-- TASK --
Count the lines in the rows below that contain the string "frame". Give only the number.

-- DATA TO PROCESS --
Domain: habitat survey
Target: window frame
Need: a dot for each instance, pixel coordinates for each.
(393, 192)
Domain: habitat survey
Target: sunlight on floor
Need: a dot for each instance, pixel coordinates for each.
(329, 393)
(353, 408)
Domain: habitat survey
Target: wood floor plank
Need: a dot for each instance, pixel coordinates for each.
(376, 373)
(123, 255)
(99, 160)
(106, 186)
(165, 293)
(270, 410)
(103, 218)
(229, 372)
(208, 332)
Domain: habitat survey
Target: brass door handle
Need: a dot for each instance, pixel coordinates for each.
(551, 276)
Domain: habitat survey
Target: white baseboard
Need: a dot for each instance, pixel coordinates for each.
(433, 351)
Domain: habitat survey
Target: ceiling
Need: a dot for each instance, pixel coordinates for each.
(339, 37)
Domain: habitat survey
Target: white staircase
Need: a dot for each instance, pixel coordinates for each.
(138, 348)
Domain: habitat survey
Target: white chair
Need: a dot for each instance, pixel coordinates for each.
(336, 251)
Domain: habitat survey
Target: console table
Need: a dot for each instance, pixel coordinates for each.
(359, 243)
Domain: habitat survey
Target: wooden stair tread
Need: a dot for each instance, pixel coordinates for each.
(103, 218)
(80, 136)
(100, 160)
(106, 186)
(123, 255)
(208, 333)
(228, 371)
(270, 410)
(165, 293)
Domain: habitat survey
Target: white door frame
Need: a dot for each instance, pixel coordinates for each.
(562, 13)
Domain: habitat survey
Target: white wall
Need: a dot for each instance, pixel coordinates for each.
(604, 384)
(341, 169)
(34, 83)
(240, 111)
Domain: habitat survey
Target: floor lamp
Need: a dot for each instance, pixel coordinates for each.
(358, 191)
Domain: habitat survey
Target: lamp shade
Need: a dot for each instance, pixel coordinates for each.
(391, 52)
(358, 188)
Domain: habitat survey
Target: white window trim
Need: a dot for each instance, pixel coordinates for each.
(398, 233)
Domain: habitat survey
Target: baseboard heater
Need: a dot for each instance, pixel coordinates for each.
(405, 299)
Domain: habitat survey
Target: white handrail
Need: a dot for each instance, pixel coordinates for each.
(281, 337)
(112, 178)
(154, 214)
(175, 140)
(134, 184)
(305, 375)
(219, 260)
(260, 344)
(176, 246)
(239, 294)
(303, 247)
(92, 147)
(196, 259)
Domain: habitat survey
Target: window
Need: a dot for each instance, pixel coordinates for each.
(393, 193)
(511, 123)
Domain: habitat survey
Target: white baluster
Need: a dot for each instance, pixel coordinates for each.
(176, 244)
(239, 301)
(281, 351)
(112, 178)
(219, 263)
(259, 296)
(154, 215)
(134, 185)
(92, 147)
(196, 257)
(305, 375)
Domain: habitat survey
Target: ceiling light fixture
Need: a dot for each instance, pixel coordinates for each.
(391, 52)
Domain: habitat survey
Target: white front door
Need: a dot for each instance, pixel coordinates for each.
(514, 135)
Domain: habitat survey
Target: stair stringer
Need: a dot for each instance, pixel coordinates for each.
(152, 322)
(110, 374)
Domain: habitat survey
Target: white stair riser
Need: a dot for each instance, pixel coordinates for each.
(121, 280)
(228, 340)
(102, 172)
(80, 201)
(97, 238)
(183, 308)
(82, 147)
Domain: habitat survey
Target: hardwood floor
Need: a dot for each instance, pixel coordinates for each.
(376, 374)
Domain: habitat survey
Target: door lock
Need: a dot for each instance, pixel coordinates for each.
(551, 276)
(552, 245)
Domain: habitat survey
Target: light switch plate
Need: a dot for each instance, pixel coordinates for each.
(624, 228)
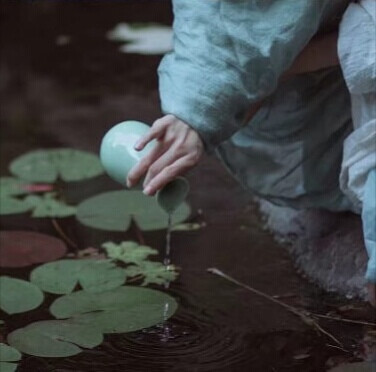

-- FINAL RESULT --
2